● **Objectives**:
a – In the article on the planned SpaceX IPO, how much of SpaceX's 2025 revenue came from Starlink?
b – Write the next part of the article on the planned SpaceX IPO, picking up after its last sentence.

● **Document passage**:
From Singapore: When a company targets a valuation of more than US$1.75 trillion for its public debut, the word "blockbuster" barely covers it. According to Bloomberg, SpaceX is preparing to file confidentially with the US Securities and Exchange Commission as soon as this month, keeping it on track for a June listing that would shatter every record in IPO history. The numbers alone demand attention from investors in Sydney, Singapore, and everywhere in between.
The scale is almost difficult to internalise. SpaceX, the Starbase, Texas-based rocket and satellite company led by Elon Musk, is targeting an SEC draft registration in March, which would keep it on course for a June listing. People familiar with the deliberations say the company could seek a valuation of more than $1.75 trillion. For context, that would generate up to $50 billion and surpass Saudi Aramco's $29 billion debut in 2019 as the largest IPO in history.
The case for the listing rests heavily on one business unit. According to Payload Space, $10.4 billion of SpaceX's $15 billion in 2025 revenue came from Starlink satellite internet, representing 69 per cent of total sales. In 2026, Payload forecasts Starlink revenue will grow 80 per cent to $18.7 billion, meaning Starlink will account for approximately 79 per cent of SpaceX's total revenue. The rocket launches that made SpaceX famous are increasingly a supporting act to what is, in revenue terms, a global internet service provider. Although the Falcon and Starship launch vehicles generate significant media attention, the valuation is driven almost entirely by the Starlink business unit; the launch division functions effectively as a loss leader to deploy infrastructure, while Starlink operates with software-like margins once the assets are in orbit.
The strategic rationale behind going public now is relatively clear. In a memo, SpaceX said it is preparing for a possible IPO in 2026 aimed at funding an "insane flight rate" for its developmental Starship rocket, artificial intelligence data centres in space, and a base on the moon. In February 2026, SpaceX formally acquired Elon Musk's artificial intelligence company xAI in an all-stock deal that structured xAI as a wholly owned subsidiary, with the combined private valuation reported at about $1.25 trillion. The xAI merger consolidates multiple high-growth technology assets under one balance sheet ahead of a public listing, though analysts note it also imports significant complexity.
For Australian investors and superannuation funds with exposure to global technology, the signal is worth heeding. Starlink has been aggressively growing its subscriber base in this region: Payload Space points out that "2025 was the year of the free terminal" at Starlink, as the company gave away terminals for free in many US, European, Australian, and Canadian markets. Subscriber growth globally has been striking: Starlink subscribers doubled from 2.3 million at the end of 2023 to 4.6 million at the end of 2024, doubled again to 9.2 million through the end of 2025, and could easily double yet again to 18.4 million in 2026, according to Payload. For Australian rural and remote communities, Starlink is already a utility in all but name.
The governance problem that won't go away
Investor enthusiasm should, however, be tempered by a close reading of the proposed share structure. SpaceX is considering a dual-class share structure in its planned IPO, mirroring a strategy Musk floated for Tesla; a two-tier structure would give select shareholders stock with extra voting power, allowing insiders such as Musk to maintain control of the company even with a minority stake. The structure typically gives founders and insiders 10 or even 20 votes for each of their shares compared with only one vote for ordinary shares, which critics say makes them less accountable.

Data listing:
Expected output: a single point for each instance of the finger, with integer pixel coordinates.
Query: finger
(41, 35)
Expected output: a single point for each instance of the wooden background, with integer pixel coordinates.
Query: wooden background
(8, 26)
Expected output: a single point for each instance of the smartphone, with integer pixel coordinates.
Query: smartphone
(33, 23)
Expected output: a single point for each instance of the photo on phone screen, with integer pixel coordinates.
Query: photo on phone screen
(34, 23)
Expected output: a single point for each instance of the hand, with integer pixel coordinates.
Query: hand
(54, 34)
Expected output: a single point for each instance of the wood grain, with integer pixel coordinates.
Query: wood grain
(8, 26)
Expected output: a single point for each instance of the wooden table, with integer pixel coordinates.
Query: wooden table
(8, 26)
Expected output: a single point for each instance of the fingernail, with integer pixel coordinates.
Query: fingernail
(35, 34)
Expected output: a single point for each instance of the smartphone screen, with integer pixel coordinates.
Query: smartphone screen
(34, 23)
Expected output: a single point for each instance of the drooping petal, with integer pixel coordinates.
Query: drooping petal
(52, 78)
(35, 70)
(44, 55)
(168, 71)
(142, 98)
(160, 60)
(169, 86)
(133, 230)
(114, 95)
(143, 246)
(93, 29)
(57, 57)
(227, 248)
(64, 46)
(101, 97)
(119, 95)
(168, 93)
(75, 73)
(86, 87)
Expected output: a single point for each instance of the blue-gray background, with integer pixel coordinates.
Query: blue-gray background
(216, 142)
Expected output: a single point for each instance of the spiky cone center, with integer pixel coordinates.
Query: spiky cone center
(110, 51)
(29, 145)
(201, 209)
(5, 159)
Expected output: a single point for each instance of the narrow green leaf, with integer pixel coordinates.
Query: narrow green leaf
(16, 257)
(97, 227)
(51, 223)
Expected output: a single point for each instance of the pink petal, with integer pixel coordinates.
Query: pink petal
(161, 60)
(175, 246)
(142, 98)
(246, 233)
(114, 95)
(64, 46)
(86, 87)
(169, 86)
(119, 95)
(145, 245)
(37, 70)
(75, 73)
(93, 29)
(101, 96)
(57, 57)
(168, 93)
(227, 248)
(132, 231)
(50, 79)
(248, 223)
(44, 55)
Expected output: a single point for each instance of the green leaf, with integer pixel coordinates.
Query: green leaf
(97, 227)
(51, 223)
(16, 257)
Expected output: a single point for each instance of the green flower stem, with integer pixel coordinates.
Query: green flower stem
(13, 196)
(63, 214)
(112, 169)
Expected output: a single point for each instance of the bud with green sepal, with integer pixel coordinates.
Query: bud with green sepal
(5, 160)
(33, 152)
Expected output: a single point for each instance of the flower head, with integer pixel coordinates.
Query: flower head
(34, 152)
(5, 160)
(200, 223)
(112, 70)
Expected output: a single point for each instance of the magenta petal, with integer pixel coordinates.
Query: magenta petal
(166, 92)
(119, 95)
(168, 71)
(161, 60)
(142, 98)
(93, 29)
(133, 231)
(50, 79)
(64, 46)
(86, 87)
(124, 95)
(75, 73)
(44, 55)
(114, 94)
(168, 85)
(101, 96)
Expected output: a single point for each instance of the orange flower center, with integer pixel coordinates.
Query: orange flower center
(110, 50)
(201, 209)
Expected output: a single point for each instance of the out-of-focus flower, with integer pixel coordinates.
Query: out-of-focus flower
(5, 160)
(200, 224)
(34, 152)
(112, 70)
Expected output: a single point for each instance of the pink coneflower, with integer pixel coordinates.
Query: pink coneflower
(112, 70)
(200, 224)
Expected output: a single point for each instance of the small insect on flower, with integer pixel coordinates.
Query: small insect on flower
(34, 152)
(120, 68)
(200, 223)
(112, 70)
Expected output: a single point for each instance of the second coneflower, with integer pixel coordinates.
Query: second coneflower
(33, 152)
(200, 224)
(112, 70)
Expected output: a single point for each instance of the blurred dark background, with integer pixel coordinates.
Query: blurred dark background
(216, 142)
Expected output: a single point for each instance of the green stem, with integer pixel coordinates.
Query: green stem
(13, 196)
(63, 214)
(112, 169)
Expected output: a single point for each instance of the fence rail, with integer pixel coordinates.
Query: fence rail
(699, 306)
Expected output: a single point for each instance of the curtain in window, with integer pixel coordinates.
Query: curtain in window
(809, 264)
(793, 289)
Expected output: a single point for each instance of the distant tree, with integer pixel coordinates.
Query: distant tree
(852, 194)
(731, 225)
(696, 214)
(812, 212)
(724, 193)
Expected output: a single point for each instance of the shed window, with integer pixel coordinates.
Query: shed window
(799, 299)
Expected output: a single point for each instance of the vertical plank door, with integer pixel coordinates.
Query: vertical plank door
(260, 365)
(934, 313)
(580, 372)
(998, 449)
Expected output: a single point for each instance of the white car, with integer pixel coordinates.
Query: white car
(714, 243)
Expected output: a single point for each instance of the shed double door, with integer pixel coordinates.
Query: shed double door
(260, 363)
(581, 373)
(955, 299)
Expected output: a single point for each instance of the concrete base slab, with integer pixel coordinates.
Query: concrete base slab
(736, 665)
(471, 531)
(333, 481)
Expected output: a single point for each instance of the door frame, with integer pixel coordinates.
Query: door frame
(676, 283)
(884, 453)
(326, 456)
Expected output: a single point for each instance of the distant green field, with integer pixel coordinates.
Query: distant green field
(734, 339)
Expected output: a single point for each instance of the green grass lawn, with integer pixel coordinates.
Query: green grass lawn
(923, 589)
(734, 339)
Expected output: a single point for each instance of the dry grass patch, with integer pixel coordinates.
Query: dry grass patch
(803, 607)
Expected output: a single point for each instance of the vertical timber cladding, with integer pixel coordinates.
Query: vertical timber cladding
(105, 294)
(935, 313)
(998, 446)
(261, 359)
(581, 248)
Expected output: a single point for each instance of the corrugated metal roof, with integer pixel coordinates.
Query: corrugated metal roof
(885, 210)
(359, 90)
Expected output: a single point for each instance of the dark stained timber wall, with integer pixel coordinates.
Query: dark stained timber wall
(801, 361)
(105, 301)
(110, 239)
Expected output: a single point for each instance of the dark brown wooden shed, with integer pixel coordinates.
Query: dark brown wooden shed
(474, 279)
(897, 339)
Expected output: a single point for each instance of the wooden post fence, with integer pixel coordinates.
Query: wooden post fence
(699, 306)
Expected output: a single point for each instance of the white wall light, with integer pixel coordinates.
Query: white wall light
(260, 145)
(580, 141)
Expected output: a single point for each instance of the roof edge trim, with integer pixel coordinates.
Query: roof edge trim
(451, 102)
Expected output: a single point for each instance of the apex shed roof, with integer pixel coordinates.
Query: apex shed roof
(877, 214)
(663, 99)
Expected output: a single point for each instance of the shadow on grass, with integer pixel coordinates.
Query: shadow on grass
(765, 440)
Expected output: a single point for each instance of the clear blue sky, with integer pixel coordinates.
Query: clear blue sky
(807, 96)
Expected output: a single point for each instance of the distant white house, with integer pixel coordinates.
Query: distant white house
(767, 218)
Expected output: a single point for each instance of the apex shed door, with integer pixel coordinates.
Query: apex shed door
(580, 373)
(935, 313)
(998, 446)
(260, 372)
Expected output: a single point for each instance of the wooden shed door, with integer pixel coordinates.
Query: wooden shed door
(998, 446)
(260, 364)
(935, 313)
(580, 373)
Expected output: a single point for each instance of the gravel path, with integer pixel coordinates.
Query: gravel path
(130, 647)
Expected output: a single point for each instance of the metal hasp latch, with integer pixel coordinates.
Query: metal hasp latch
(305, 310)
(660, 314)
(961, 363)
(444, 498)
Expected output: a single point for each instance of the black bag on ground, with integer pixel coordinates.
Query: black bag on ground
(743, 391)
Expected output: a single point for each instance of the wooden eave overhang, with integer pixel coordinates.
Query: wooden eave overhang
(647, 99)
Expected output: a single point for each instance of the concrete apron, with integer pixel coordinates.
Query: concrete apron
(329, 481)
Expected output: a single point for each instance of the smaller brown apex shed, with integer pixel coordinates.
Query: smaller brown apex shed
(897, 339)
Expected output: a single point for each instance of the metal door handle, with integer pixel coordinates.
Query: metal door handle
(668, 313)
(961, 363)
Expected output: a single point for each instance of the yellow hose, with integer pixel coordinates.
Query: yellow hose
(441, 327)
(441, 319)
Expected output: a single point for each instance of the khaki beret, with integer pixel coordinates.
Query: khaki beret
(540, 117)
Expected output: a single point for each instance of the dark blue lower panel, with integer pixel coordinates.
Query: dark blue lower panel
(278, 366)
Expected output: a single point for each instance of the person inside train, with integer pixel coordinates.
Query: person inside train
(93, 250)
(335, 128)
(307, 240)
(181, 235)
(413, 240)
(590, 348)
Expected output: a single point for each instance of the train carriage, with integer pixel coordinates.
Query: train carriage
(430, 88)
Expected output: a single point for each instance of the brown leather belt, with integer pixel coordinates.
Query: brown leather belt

● **Response list**:
a – $10.4 billion of SpaceX's $15 billion, or 69 percent of total sales.

b –
SpaceX's existing board composition raises related questions. That board composition could expose SpaceX to pressure from investors and potential litigation if it went public; PitchBook's analyst describes it as "heavily weighted toward insiders and Musk loyalists," with a meaningful expansion of truly independent board members expected ahead of any listing. The company is also fighting a case with the National Labor Relations Board over allegations from eight engineers who say they were fired for signing an open letter that criticised Musk; in March 2025, an appeals court determined the case could proceed.
Those sceptical of the dual-class model are not without a point. Musk's management attention is divided across Tesla, xAI, the social media platform X, and his role in the US government's Department of Government Efficiency. The company's history of aggressive timelines and Musk's deep involvement across multiple high-profile ventures raises questions about management focus and capital allocation priorities. Public shareholders would have little structural recourse if they disagreed with his direction.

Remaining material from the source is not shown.